Records supplied:

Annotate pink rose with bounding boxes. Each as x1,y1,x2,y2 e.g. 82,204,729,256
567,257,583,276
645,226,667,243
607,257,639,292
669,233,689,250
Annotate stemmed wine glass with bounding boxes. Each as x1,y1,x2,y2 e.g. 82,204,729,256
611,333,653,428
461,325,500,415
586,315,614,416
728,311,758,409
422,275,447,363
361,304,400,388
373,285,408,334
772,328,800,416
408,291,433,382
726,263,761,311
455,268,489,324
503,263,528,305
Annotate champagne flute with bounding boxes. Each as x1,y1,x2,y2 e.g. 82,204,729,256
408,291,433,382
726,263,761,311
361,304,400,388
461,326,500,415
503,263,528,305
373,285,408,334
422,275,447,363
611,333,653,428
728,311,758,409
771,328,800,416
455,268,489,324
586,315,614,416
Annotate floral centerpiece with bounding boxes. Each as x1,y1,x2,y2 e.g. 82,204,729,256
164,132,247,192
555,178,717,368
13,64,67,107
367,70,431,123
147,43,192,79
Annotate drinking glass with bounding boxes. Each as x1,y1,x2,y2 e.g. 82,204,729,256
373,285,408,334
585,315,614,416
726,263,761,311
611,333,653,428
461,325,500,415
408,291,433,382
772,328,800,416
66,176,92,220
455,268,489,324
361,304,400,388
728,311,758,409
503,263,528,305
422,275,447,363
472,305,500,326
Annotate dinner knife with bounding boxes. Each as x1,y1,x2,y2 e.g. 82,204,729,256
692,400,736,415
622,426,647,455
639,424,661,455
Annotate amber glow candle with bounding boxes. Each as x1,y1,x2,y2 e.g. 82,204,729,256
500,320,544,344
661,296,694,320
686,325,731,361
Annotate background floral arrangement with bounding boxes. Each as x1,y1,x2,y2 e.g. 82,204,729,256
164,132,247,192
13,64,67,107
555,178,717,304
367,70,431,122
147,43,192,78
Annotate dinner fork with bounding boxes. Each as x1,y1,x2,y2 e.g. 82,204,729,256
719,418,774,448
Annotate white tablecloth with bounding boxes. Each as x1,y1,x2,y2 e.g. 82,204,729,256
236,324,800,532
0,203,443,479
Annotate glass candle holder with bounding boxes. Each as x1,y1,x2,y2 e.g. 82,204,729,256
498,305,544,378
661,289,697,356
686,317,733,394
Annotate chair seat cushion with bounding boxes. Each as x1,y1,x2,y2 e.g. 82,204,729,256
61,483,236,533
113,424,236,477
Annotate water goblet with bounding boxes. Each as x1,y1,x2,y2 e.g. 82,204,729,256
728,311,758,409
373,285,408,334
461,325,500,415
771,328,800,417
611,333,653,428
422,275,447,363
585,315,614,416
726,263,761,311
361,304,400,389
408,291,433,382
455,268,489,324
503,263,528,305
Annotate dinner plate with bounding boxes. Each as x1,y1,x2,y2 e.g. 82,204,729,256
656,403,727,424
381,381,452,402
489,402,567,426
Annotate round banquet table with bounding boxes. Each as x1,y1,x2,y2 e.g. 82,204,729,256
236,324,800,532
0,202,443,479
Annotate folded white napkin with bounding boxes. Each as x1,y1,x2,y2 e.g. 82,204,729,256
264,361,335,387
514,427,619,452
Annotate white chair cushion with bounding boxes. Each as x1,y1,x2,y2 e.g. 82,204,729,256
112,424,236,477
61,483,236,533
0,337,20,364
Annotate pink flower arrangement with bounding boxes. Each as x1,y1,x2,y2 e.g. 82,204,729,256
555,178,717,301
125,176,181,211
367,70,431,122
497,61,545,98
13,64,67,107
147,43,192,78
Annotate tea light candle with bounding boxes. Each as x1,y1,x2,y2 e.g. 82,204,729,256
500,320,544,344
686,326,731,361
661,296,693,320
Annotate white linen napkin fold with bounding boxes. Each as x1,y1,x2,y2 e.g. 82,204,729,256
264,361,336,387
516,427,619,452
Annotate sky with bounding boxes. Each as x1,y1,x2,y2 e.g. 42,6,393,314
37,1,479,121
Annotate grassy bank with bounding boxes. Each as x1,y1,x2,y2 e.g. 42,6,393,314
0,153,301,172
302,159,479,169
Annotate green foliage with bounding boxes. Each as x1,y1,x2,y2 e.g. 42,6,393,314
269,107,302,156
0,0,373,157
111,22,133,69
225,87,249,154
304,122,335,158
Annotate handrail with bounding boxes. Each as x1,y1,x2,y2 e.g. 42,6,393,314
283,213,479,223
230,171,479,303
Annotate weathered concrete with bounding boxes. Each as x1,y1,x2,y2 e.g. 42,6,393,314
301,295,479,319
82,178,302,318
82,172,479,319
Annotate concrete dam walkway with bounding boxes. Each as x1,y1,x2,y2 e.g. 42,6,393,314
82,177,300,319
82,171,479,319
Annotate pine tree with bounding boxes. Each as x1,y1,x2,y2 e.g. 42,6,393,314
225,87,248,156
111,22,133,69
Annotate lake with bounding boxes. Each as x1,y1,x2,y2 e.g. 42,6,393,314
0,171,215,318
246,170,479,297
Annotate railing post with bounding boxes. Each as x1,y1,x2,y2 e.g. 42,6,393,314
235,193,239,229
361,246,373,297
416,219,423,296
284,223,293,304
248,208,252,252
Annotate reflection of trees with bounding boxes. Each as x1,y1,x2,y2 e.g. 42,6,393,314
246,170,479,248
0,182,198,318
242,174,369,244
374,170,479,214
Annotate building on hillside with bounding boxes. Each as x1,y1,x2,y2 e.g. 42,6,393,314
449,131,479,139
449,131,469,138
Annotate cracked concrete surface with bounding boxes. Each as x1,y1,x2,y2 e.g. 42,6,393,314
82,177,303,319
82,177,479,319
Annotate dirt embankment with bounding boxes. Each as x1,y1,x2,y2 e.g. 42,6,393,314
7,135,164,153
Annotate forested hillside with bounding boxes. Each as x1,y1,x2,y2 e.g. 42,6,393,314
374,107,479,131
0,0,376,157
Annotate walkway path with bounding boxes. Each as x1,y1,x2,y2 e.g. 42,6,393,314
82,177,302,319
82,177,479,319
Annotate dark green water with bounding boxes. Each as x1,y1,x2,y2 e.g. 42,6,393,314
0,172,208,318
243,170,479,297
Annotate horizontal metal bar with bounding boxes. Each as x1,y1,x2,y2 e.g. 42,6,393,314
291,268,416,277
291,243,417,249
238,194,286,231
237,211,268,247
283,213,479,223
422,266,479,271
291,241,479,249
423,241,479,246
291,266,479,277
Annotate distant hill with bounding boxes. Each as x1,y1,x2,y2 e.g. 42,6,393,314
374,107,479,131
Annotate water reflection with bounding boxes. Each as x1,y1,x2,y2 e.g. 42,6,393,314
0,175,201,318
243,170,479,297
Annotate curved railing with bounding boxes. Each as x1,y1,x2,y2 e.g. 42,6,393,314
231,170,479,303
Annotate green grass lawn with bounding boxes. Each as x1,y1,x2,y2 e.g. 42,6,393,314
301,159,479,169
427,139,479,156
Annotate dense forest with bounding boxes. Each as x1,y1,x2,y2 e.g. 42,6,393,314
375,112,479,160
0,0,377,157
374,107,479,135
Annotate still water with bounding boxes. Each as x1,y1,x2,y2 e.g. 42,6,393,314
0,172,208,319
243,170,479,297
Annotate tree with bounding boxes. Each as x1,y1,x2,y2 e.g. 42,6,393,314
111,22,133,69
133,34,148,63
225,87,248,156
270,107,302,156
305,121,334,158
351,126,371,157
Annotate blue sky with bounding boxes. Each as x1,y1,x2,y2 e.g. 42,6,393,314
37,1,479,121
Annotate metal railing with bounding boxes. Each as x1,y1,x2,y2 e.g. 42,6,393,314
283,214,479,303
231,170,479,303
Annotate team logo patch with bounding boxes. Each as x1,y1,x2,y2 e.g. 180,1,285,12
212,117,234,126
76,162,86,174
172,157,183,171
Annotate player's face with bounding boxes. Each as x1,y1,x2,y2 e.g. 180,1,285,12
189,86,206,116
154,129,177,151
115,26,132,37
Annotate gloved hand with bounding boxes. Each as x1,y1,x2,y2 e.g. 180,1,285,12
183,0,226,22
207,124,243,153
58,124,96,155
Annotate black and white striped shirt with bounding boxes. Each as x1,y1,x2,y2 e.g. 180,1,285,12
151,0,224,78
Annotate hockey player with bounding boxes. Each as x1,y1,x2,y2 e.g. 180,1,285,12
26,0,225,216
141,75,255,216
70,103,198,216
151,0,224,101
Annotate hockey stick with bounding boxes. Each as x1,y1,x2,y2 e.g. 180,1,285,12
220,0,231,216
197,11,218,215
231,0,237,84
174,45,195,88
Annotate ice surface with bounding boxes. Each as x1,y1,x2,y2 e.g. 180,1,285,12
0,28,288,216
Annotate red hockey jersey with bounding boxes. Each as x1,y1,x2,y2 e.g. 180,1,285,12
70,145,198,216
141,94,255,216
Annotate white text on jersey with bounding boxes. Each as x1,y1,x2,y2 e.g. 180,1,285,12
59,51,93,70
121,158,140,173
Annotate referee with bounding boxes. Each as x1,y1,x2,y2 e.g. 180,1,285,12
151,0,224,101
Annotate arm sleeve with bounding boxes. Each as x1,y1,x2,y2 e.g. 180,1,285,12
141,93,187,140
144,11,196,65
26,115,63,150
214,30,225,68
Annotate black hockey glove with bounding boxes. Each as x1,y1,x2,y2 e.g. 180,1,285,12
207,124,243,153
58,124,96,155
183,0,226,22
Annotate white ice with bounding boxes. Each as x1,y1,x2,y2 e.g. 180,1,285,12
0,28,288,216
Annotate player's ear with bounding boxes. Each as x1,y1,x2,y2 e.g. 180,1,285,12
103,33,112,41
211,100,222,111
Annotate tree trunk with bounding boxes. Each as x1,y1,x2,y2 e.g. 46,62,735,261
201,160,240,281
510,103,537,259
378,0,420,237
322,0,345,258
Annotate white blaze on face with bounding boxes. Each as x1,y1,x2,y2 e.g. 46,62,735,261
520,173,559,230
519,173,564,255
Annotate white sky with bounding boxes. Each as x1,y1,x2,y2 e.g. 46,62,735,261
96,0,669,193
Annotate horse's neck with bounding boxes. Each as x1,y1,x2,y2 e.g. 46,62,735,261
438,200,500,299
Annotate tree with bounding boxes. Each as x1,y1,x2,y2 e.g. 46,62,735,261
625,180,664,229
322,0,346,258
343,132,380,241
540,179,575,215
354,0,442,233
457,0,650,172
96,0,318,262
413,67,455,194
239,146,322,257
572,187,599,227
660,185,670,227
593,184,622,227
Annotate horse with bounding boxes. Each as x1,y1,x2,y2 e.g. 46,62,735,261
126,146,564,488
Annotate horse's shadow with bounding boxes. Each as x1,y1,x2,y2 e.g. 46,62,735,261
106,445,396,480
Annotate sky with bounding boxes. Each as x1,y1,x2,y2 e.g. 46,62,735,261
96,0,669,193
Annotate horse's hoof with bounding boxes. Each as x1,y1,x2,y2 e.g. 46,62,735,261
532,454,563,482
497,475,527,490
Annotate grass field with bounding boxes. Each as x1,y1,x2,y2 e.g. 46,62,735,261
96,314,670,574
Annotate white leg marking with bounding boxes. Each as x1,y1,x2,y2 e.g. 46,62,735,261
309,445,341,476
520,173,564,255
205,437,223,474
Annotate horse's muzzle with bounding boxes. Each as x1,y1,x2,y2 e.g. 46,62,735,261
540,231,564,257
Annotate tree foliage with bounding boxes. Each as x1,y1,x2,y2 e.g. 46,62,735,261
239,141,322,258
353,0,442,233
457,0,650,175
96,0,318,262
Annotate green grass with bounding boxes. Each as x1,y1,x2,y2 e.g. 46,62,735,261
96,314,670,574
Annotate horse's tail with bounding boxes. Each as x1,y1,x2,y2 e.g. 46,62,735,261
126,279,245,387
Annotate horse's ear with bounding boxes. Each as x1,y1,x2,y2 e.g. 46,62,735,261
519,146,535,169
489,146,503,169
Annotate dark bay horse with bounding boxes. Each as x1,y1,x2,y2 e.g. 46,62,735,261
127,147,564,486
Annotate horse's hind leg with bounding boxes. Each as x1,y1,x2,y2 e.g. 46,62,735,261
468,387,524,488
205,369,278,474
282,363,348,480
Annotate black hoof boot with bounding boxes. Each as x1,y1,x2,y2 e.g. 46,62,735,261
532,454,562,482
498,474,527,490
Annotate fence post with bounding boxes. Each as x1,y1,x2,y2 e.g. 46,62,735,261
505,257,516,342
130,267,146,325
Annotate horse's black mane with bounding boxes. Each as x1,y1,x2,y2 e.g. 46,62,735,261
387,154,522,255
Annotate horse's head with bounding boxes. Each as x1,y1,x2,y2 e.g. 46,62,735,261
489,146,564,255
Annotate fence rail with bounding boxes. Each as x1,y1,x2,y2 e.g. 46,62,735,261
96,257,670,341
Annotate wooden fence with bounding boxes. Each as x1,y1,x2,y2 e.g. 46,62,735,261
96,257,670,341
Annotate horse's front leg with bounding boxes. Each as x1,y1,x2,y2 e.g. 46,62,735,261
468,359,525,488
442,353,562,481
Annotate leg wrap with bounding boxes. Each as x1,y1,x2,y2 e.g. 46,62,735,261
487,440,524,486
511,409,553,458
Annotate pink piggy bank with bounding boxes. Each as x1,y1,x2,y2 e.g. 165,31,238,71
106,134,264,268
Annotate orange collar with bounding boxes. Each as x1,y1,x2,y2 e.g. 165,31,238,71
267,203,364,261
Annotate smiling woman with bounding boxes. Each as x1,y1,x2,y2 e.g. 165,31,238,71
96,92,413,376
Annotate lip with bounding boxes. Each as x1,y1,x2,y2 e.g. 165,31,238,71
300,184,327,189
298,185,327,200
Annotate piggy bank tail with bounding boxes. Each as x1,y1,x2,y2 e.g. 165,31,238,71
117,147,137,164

Required task: Starting at the line containing "Annotate smiling woman" and ending with the last line of the records, arrange those lines as a Markdown table with the columns "No." and "Entry," numbering each row and leaving out blank lines.

Written solution:
| No. | Entry |
|---|---|
| 1 | Annotate smiling woman with bounding boxes. Each as x1,y1,x2,y2 e.g. 165,31,238,71 |
| 2 | 96,92,413,376 |
| 3 | Annotate lip with bounding boxes. Each as x1,y1,x2,y2 e.g. 165,31,238,71 |
| 4 | 300,184,327,189 |
| 5 | 298,185,327,200 |
| 6 | Annotate piggy bank tail with bounding boxes. Each as x1,y1,x2,y2 e.g. 165,31,238,71 |
| 7 | 117,147,137,164 |